▶ [EINGABEDATEN]:
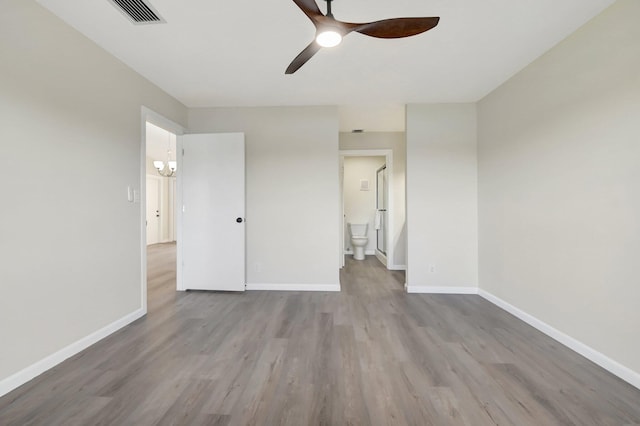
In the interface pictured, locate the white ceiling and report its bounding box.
[38,0,614,111]
[146,122,176,163]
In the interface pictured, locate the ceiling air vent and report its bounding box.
[109,0,165,24]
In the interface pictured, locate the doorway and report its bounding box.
[141,107,184,313]
[339,149,394,269]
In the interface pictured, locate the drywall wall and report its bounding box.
[340,132,407,269]
[479,0,640,383]
[343,157,386,255]
[0,0,187,391]
[189,107,340,289]
[407,104,478,292]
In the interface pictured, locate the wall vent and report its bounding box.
[109,0,166,24]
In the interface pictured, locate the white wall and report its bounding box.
[343,157,386,255]
[189,107,340,289]
[0,0,186,394]
[407,104,478,292]
[340,132,407,268]
[479,0,640,386]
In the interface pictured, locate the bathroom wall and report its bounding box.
[343,157,386,255]
[340,132,407,269]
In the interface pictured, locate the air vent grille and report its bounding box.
[110,0,165,24]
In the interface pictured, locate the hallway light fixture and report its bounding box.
[153,132,178,177]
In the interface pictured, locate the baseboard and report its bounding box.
[0,308,146,396]
[407,284,478,294]
[478,290,640,389]
[387,265,407,271]
[245,284,340,291]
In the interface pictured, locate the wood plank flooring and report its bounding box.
[0,244,640,426]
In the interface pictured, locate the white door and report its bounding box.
[178,133,245,291]
[147,176,162,245]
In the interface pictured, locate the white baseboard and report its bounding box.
[245,284,340,291]
[387,265,407,271]
[478,290,640,389]
[407,284,478,294]
[0,308,146,396]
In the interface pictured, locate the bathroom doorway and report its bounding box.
[374,164,389,256]
[339,149,393,269]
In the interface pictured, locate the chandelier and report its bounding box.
[153,132,178,177]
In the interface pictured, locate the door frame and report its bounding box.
[339,149,395,269]
[141,105,186,314]
[144,175,165,243]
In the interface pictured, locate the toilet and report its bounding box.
[347,223,369,260]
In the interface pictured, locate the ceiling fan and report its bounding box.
[285,0,440,74]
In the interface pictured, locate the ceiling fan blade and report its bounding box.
[353,17,440,38]
[293,0,324,23]
[284,40,322,74]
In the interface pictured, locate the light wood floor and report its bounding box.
[0,245,640,426]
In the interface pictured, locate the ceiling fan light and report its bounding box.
[316,30,342,47]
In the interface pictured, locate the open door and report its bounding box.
[178,133,245,291]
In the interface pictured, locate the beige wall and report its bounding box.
[407,104,478,292]
[479,0,640,383]
[0,0,186,384]
[189,107,340,288]
[340,132,407,268]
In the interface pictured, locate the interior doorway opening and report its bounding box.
[139,106,184,313]
[339,149,394,269]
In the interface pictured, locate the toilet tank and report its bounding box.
[348,223,369,237]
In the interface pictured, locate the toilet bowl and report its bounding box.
[347,223,369,260]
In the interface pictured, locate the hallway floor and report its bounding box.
[0,244,640,426]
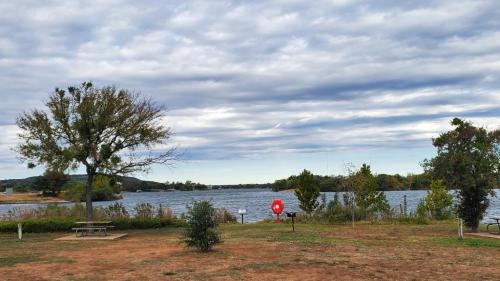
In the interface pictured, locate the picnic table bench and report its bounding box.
[72,221,114,237]
[486,217,500,234]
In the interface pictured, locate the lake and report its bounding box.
[0,189,500,222]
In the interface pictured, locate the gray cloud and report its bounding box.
[0,0,500,174]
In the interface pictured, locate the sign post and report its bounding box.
[17,223,23,240]
[271,199,285,222]
[286,212,297,232]
[238,209,247,224]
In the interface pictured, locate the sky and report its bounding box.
[0,0,500,184]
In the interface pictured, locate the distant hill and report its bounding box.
[0,175,167,191]
[0,175,272,192]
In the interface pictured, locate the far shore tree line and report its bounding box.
[7,79,500,231]
[271,170,432,192]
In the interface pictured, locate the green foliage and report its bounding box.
[62,176,119,202]
[32,170,69,196]
[425,180,453,220]
[134,203,156,219]
[0,218,185,233]
[165,181,208,191]
[17,82,173,220]
[295,170,320,215]
[216,208,236,223]
[415,199,429,218]
[271,170,431,192]
[104,202,129,220]
[184,201,222,252]
[424,118,500,231]
[351,164,390,213]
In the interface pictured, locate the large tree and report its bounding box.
[17,82,174,221]
[32,170,69,196]
[424,118,500,231]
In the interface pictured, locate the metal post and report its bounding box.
[17,223,23,240]
[457,218,464,240]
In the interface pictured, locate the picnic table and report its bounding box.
[486,217,500,234]
[72,221,114,237]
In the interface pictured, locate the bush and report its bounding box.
[104,202,130,220]
[0,215,186,233]
[425,180,453,220]
[183,201,222,252]
[295,170,320,215]
[156,204,175,219]
[215,208,236,223]
[134,203,155,219]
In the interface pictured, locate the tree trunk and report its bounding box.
[471,220,479,233]
[85,173,94,221]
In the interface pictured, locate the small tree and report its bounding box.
[352,164,390,212]
[17,82,174,221]
[184,201,222,252]
[425,180,453,220]
[424,118,500,232]
[295,170,320,215]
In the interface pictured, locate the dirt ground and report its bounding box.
[0,223,500,281]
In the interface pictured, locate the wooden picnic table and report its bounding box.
[72,221,114,237]
[486,217,500,234]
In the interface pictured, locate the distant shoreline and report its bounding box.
[0,192,71,205]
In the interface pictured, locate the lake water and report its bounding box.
[0,189,500,222]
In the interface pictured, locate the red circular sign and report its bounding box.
[271,199,285,215]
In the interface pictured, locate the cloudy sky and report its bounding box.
[0,0,500,184]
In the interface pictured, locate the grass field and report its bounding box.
[0,223,500,280]
[0,192,65,204]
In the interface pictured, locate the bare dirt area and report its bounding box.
[0,223,500,280]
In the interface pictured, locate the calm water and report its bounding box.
[0,189,500,222]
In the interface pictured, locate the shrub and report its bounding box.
[104,202,129,220]
[425,180,453,220]
[156,204,175,219]
[134,203,155,219]
[295,170,320,215]
[215,208,236,223]
[0,218,186,233]
[183,201,222,252]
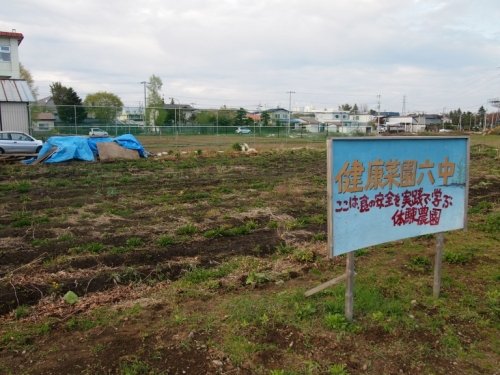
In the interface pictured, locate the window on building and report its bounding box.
[0,46,10,61]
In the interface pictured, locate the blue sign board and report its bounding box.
[327,137,469,256]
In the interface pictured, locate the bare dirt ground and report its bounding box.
[0,139,500,374]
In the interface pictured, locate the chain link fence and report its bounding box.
[30,104,332,147]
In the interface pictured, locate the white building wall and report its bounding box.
[0,103,29,133]
[0,37,21,79]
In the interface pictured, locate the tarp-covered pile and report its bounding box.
[26,134,147,164]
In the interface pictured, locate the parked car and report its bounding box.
[89,128,109,137]
[0,131,43,154]
[236,126,252,134]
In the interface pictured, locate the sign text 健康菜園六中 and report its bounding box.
[327,137,469,255]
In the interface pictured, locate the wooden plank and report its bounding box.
[345,251,354,321]
[304,273,347,297]
[432,233,444,298]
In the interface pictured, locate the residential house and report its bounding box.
[313,110,371,134]
[33,112,56,132]
[0,30,35,133]
[384,115,418,133]
[163,103,196,124]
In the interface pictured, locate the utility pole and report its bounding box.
[287,91,295,135]
[141,81,147,126]
[377,94,380,134]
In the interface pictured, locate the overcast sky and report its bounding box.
[0,0,500,113]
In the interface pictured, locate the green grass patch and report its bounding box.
[175,223,198,236]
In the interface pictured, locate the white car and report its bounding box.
[89,128,109,137]
[0,131,43,154]
[236,126,252,134]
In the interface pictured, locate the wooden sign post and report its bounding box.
[305,137,469,320]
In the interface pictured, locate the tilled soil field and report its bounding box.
[0,142,500,374]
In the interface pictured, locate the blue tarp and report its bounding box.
[25,134,147,164]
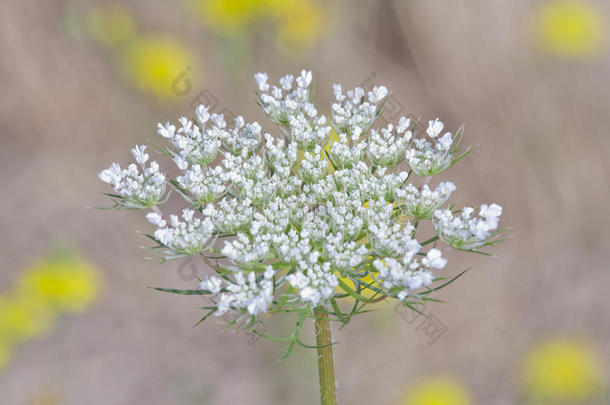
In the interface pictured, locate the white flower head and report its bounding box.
[98,70,502,338]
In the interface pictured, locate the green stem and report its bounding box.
[313,309,337,405]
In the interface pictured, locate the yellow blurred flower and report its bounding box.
[272,0,324,51]
[192,0,269,35]
[403,377,472,405]
[191,0,324,52]
[0,295,53,346]
[537,0,603,58]
[17,253,100,311]
[87,3,136,47]
[0,340,11,370]
[523,338,603,404]
[119,36,194,99]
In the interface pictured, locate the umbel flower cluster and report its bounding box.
[99,71,502,352]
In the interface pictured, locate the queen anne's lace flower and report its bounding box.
[99,145,165,208]
[99,71,502,332]
[146,209,214,254]
[434,204,502,250]
[396,181,455,219]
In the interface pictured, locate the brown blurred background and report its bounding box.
[0,0,610,405]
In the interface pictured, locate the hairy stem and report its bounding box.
[314,309,337,405]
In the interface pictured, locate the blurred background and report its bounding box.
[0,0,610,405]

▶ [AUFGABE]:
Überführe bitte die Zeilen, beginnend mit der Zeile, die „In the interface pictured, locate the beige“ enthält, und endend mit der Zeile, die „[348,223,369,237]“ enthält, in eine JSON-Liste von Zeichenketten. Dabei wird jede Zeile zu einer eigenen Zeichenkette, und Leerzeilen entfallen.

▶ [LÖSUNG]:
[
  "In the interface pictured, locate the beige wall and report its bounding box.",
  "[407,104,478,292]",
  "[479,0,640,383]",
  "[0,0,186,384]",
  "[189,107,340,288]",
  "[340,132,407,268]",
  "In the interface pictured, locate the interior doorway opening and report its bounding box.",
  "[139,106,184,313]",
  "[339,149,394,269]",
  "In the interface pictured, locate the toilet tank and report its bounding box.",
  "[348,223,369,237]"
]